• **Sayfa metni**:
□ □ □ □ □
Hakkında çekincemizi belirttiğimiz o tarihte henüz yayımlanmamış olan Borçlanma Tebliğini önemsediğimizi, çünkü her ne kadar çıkartılacak Tebliğin yürürlükteki yasaya ve yönetmeliğe aykırı olma lüksü olmasa da böylesi bir durumla karşılaşabileceğimizi açıkça belirtmiş, mevzuatta muğlak bırakılan noktalarda kurumların dar yoruma giderek bireyin aleyhine değerlendirme yoluna gittiklerini, bu durumun da bireyleri mahkeme kapılarını aşındırmaya ittiğinin ülkemiz koşullarında sık rastlanan bir gerçek olduğunu, Tebliği çıkaracak kurumun bu duyarlılığın farkında olarak Tebliğle çelişki oluşturulmaması gereğini vurgulayarak uyarmıştık.


 


Tebliğden çıkan sonuç ne oldu?


Nitekim korkulan oldu ve bu konuda Kanunla sunulan pastanın yarısı Tebliğle kesilip geri alındı. 28.09.2008 tarih ve 27011 sayılı RG’de yayımlanan “Hizmet Borçlanma İşlemlerinin Usul ve Esasları Hakkında Tebliğde” Borçlanma Kapsamı belirtilirken doğum nedeniyle yapılabilecek borçlanmanın “Kanunları gereği verilen ücretsiz doğum ya da analık izni süreleri ile 4 üncü maddenin birinci fıkrasının (a) bendi kapsamındaki sigortalı kadının, ilk defa sigortalı olarak çalışmaya başladığı tarihten sonra iki defaya mahsus olmak üzere doğum tarihinden itibaren geçen iki yıllık süreyi geçmemek kaydıyla hizmet akdine istinaden işyerinde çalışmaması ve çocuğunun yaşaması şartıyla talepte bulunulan süreler için”


 


Yapılabileceği vurgulandı.


 


Bu durum, ‘Kanunun ve ilgili Yönetmeliğin tanıdığı hakkı Tebliğ daraltıyor’ demek oluyor. Bu durum, kadınların ilk sigortalılık tarihinden sonraki doğum halinde çalışılmayan ve boşta geçmiş iki yıla kadar süreyi borçlanma hakkının tanındığını, buna karşın ilk sigortalılık tarihinden önce doğum yapmış kadın sigortalıların bu doğumlarından sonra çalışmadıkları azami iki yıla kadar olan süreyi borçlanma hakkının Kanuna uymayan Tebliğle kesilmesi demek oluyor.


 


Tebliğ ilk sigortalılıktan sonraki doğumların çalışmaya ket vurduğu süreye inanıyor, fakat Kanunda aksine hüküm olmasa bile doğum nedeniyle çalışma yaşamına geç başlayan kadınları yok sayıyor.
□ □ □ □ □
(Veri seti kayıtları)
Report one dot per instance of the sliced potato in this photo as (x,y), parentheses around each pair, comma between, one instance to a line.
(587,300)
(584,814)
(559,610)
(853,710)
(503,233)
□ □ □ □ □
• **Görev 1**: Borçlanma tebliği yazısındaki "Tebliğ ilk sigortalılıktan sonraki doğumların çalışmaya ket vurduğu süreye inanıyor, fakat Kanunda aksine hüküm olmasa bile doğum nedeniyle çalışma yaşamına geç başlayan kadınları yok sayıyor." cümlesini İngilizceye çevirin.
• **Görev 2**: Borçlanma tebliği yazısını bıraktığı yerden alıp sürdürün.

• **Cevap 1**: The Communiqué accepts the period during which births after first insured employment keep women from working, but even though the Law contains no provision to the contrary, it ignores women who start their working lives late because of childbirth.

• **Cevap 2**:
Askerlik ve doğum borçlanmalarında Tebliğle konan bu uygulama farkı düpedüz kadınlara karşı negatif ayrımcılıktır. Unutulmasın ki askerin ve kutsal görev askerliğin olması için önce anaların doğurması gerek.


 


Şimdi Ne Olacak?


İlk sigortalılık tarihinden sonra doğum yapan kadın sigortalılar doğumlarından sonra boşta geçen sürelerin en fazla iki yıla kadar olan kısmını borçlanabilecekler. Fakat ilk sigortalılık tarihinden önce yapmış oldukları doğum nedeniyle borçlanma yapamayacak olan fakat bu süreleri borçlanmakta kararlı olan anneler, Kanunu kısıtlayan Tebliğden dolayı gelen engeli kaldırmak amacıyla Danıştay’a dava açmak durumunda kalacaklar. Yahut yerel bir mahkeme yasaya aykırı alt düzenlemeyi Danıştay’a iletebilecek.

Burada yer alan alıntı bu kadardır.